- Do this
Rewrite the rows below as a Markdown table with the columns Number and Line, starting with the line that contains "FIND: teeth" and going on through the line that contains "column 146, row 203", both included. List only those lines, number them in order, and leave out any blank lines.

--------

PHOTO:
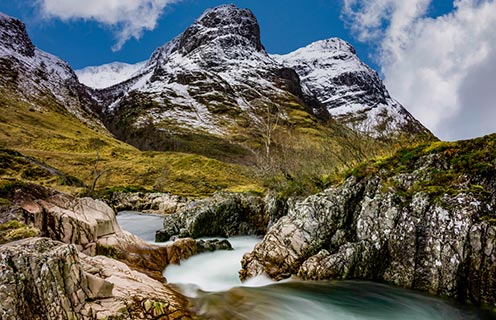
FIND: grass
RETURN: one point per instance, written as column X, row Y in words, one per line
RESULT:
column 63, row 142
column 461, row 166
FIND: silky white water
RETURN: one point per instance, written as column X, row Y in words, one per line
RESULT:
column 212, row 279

--------

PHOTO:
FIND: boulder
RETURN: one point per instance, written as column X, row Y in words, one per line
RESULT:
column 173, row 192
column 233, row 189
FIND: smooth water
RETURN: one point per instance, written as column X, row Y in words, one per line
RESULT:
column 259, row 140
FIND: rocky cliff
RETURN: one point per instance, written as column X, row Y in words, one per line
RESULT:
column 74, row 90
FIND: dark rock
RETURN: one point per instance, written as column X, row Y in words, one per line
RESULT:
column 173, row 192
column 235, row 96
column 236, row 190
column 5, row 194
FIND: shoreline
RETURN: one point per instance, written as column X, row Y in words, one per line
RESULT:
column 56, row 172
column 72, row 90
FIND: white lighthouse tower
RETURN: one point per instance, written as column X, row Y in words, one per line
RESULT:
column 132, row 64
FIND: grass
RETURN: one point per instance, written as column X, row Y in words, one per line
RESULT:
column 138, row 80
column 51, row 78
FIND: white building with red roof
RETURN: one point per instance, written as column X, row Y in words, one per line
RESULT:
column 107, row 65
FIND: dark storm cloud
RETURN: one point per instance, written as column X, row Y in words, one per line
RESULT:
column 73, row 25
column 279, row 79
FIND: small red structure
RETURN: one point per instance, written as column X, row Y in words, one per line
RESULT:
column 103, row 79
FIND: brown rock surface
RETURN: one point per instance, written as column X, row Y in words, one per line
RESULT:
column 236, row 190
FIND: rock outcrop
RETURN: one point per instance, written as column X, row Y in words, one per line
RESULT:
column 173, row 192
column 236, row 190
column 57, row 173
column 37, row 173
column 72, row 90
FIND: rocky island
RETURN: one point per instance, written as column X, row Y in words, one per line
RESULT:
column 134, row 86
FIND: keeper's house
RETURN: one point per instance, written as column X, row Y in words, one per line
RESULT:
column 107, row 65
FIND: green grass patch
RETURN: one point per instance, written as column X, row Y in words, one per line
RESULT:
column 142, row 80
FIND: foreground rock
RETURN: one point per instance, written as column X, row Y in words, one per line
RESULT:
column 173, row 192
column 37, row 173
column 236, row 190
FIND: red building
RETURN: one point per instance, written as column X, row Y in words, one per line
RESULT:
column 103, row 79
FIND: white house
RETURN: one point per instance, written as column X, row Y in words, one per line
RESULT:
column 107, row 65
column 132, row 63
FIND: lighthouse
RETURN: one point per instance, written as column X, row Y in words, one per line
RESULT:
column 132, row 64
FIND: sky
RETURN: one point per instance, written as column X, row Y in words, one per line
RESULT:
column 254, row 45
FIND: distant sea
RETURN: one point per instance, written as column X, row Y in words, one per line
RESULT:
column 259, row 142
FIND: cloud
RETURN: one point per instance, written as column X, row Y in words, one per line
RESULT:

--------

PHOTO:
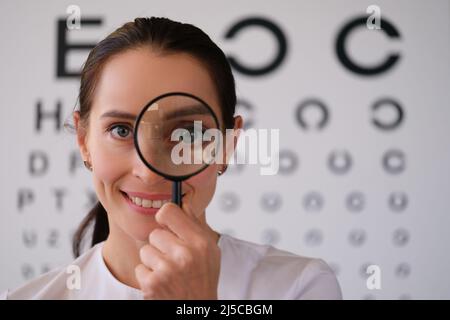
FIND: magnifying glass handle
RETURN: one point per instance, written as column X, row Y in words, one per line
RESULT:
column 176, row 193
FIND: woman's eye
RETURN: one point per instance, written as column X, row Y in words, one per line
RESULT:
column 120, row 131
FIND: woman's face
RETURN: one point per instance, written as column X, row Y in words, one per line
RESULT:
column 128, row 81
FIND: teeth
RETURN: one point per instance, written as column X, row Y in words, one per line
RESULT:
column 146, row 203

--------

- Task solution
| Number | Line |
|---|---|
| 1 | FIND: teeth |
| 2 | RETURN: one point per instance, written as column X, row Y in words, one per line |
| 3 | RESULT: |
| 4 | column 146, row 203 |